Copy out every line of the entries below, requests included, and shift each coordinate in the answer points up by 91. Keep the sample coordinates inside the requests unchanged.

= = = = = = =

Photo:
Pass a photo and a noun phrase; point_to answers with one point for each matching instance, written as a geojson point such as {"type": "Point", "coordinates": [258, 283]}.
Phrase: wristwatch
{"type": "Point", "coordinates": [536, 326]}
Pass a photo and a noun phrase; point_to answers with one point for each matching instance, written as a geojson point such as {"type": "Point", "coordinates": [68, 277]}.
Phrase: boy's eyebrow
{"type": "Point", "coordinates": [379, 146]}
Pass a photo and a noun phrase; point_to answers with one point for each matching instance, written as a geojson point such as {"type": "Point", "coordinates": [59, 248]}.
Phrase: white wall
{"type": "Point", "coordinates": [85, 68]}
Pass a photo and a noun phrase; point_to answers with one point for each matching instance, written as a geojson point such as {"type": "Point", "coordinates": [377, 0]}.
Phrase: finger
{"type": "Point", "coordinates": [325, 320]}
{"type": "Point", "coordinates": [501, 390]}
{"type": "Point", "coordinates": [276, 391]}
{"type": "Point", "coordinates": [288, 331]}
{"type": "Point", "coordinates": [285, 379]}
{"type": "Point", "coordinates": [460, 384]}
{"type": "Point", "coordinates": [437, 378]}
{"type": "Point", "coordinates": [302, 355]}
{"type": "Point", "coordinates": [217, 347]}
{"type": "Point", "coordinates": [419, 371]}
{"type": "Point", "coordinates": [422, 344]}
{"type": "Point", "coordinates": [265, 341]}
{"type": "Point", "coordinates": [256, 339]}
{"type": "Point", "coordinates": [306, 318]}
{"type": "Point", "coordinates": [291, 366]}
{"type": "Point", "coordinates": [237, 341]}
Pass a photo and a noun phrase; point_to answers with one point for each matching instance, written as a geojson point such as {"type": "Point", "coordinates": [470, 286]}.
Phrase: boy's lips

= = = = = = =

Complete output.
Photo:
Pass a photo and a noun phrase; point_to answers with one point for each matching instance, written as a geojson point such as {"type": "Point", "coordinates": [258, 283]}.
Phrase: wristwatch
{"type": "Point", "coordinates": [627, 417]}
Pass a photo and a noun phrase; point_to answers with one point for each matching instance, written as a geojson point such as {"type": "Point", "coordinates": [68, 277]}.
Phrase: boy's eyebrow
{"type": "Point", "coordinates": [470, 237]}
Pass a photo and a noun phrase; point_to answers with one point for each matching instance, written as a geojson point such as {"type": "Point", "coordinates": [59, 248]}.
Phrase: white wall
{"type": "Point", "coordinates": [176, 159]}
Pass a photo and a noun phrase; point_to answers with one point for each matching instance, written as a geojson point such as {"type": "Point", "coordinates": [377, 0]}.
Phrase: finger
{"type": "Point", "coordinates": [416, 411]}
{"type": "Point", "coordinates": [592, 481]}
{"type": "Point", "coordinates": [367, 482]}
{"type": "Point", "coordinates": [379, 422]}
{"type": "Point", "coordinates": [376, 470]}
{"type": "Point", "coordinates": [551, 475]}
{"type": "Point", "coordinates": [528, 469]}
{"type": "Point", "coordinates": [393, 446]}
{"type": "Point", "coordinates": [308, 438]}
{"type": "Point", "coordinates": [510, 462]}
{"type": "Point", "coordinates": [513, 435]}
{"type": "Point", "coordinates": [356, 432]}
{"type": "Point", "coordinates": [347, 430]}
{"type": "Point", "coordinates": [397, 409]}
{"type": "Point", "coordinates": [382, 457]}
{"type": "Point", "coordinates": [328, 432]}
Pass a photo and a noun phrase; point_to answers with one point for each matching instance, written as a geojson point such as {"type": "Point", "coordinates": [470, 286]}.
Phrase: boy's lips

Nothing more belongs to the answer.